EXERCISE — Give back every record below, character for character.

[Segmentation mask data]

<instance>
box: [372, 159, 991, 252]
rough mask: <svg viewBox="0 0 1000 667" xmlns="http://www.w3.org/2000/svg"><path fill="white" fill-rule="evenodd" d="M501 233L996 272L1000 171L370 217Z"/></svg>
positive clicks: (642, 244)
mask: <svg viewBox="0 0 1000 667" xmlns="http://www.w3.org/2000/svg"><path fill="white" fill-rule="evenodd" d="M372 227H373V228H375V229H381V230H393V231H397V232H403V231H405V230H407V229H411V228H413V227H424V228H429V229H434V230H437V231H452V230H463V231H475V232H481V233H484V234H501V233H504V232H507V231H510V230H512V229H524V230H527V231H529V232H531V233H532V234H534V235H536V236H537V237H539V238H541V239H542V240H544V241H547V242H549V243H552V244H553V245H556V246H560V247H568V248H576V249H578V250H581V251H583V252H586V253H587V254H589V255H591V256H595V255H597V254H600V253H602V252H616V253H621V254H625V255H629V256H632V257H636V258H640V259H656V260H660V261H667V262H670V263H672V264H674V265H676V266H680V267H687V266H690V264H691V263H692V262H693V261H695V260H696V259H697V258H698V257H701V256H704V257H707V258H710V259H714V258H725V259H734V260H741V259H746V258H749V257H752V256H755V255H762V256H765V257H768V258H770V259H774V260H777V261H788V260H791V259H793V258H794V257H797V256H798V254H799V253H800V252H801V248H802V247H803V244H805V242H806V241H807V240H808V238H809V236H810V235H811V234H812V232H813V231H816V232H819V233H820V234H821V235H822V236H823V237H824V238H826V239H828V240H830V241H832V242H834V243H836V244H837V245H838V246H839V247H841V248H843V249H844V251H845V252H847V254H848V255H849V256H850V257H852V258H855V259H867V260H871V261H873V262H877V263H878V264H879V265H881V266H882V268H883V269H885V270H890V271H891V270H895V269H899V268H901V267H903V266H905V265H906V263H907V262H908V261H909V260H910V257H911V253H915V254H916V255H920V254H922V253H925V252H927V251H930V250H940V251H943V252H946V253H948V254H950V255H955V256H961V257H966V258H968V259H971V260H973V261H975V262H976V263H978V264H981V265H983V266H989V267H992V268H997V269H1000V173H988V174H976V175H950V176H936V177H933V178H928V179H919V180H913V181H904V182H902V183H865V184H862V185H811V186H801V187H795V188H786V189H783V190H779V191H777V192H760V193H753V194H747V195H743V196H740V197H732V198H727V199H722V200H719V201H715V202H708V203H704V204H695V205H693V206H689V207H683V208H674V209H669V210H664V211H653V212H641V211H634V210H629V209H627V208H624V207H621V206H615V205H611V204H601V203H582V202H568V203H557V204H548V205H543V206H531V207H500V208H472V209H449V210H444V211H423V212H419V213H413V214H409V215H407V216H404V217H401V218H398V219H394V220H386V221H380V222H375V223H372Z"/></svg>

EXERCISE OUTPUT —
<instance>
box: [372, 159, 991, 252]
rough mask: <svg viewBox="0 0 1000 667" xmlns="http://www.w3.org/2000/svg"><path fill="white" fill-rule="evenodd" d="M501 233L996 272L1000 171L370 217Z"/></svg>
positive clicks: (642, 244)
mask: <svg viewBox="0 0 1000 667" xmlns="http://www.w3.org/2000/svg"><path fill="white" fill-rule="evenodd" d="M372 227H373V228H375V229H381V230H393V231H397V232H403V231H405V230H407V229H411V228H413V227H424V228H429V229H434V230H437V231H452V230H463V231H475V232H481V233H484V234H501V233H504V232H507V231H510V230H512V229H524V230H527V231H529V232H531V233H532V234H534V235H536V236H537V237H539V238H541V239H542V240H544V241H547V242H549V243H552V244H553V245H556V246H560V247H568V248H576V249H578V250H581V251H583V252H586V253H587V254H589V255H591V256H595V255H597V254H600V253H602V252H616V253H621V254H625V255H629V256H632V257H636V258H640V259H656V260H660V261H667V262H670V263H672V264H674V265H676V266H680V267H687V266H690V264H691V263H692V262H693V261H695V260H696V259H697V258H698V257H701V256H704V257H707V258H710V259H714V258H725V259H734V260H741V259H746V258H749V257H752V256H755V255H762V256H765V257H768V258H770V259H774V260H777V261H788V260H791V259H793V258H794V257H797V256H798V254H799V253H800V252H801V248H802V247H803V244H805V242H806V241H807V240H808V238H809V236H810V235H811V234H812V232H813V231H816V232H819V233H820V234H821V235H822V236H823V237H824V238H826V239H828V240H830V241H832V242H834V243H836V244H837V245H838V246H839V247H841V248H843V249H844V251H845V252H847V254H848V255H849V256H850V257H852V258H855V259H867V260H871V261H873V262H877V263H878V264H879V265H881V266H882V268H883V269H885V270H890V271H891V270H895V269H899V268H901V267H903V266H905V265H906V263H907V262H908V261H909V260H910V257H911V253H915V254H916V255H920V254H922V253H925V252H927V251H930V250H940V251H943V252H946V253H948V254H950V255H955V256H961V257H966V258H968V259H971V260H973V261H975V262H976V263H978V264H981V265H983V266H989V267H992V268H997V269H1000V173H988V174H976V175H950V176H936V177H933V178H928V179H919V180H913V181H904V182H902V183H865V184H862V185H811V186H801V187H795V188H786V189H783V190H779V191H777V192H760V193H753V194H747V195H743V196H740V197H732V198H727V199H722V200H719V201H715V202H708V203H704V204H695V205H693V206H689V207H683V208H674V209H669V210H664V211H653V212H641V211H634V210H629V209H627V208H624V207H621V206H615V205H611V204H601V203H582V202H568V203H557V204H548V205H543V206H531V207H500V208H472V209H449V210H444V211H423V212H419V213H413V214H409V215H407V216H404V217H401V218H398V219H394V220H386V221H380V222H375V223H372Z"/></svg>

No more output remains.